# EXTRACTED RECORDS
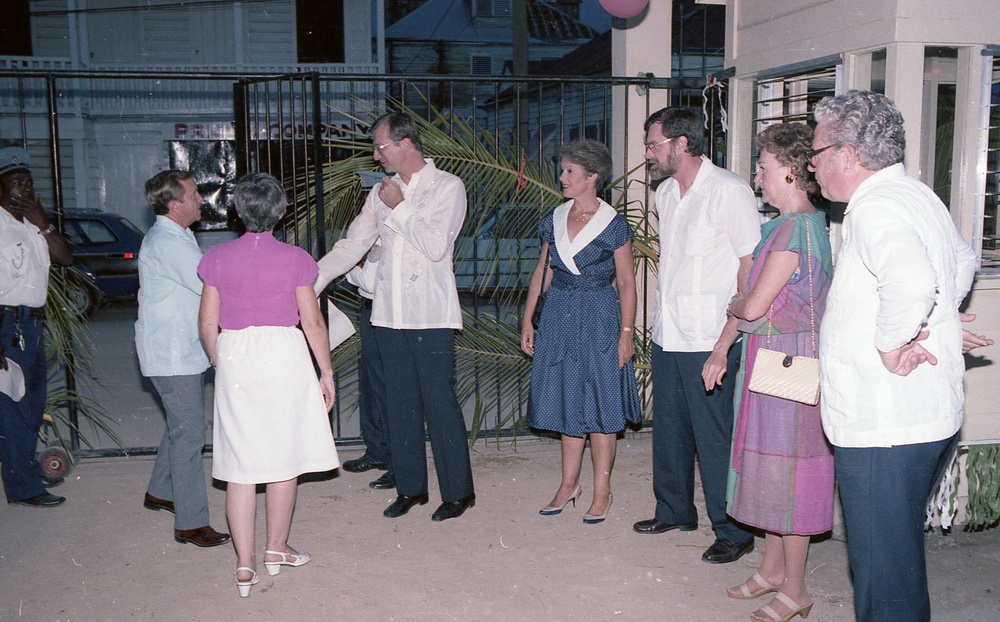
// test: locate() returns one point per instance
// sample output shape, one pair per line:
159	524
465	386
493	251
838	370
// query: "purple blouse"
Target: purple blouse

--

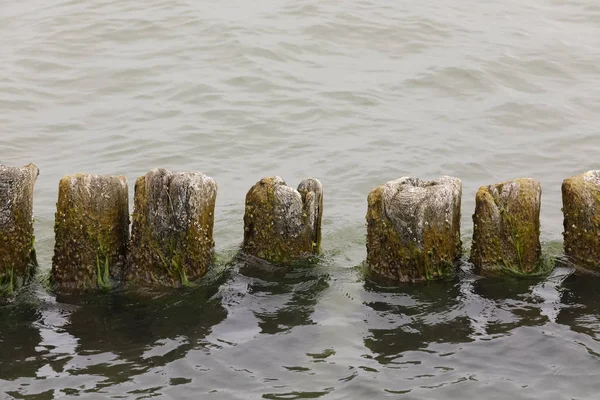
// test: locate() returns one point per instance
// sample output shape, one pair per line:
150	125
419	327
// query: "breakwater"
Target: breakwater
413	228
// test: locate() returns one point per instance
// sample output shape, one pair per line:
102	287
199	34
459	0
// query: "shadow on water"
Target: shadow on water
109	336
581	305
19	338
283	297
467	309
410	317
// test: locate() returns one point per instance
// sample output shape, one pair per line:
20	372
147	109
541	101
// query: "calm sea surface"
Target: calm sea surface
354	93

...

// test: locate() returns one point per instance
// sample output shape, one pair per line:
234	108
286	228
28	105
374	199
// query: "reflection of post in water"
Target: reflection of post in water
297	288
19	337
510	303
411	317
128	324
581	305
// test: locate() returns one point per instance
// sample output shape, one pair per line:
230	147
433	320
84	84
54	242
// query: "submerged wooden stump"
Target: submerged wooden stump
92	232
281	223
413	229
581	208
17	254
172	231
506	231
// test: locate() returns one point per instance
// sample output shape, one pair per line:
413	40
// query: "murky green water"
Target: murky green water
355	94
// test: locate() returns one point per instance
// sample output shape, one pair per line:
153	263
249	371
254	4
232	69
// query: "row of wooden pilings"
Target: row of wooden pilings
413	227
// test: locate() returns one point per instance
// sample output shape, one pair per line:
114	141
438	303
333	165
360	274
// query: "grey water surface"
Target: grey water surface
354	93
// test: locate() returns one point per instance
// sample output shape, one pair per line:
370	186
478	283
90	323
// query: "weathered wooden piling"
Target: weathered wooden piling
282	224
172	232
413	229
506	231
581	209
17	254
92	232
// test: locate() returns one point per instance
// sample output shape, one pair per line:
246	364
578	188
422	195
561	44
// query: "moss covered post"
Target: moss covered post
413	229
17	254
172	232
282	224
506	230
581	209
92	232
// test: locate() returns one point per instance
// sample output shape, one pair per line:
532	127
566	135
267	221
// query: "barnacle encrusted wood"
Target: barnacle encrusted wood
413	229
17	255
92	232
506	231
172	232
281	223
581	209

# TASK REQUIREMENTS
Where a line in the listing above includes the string "blouse", copy that line.

# TASK ANSWER
// query: "purple blouse"
Target: purple blouse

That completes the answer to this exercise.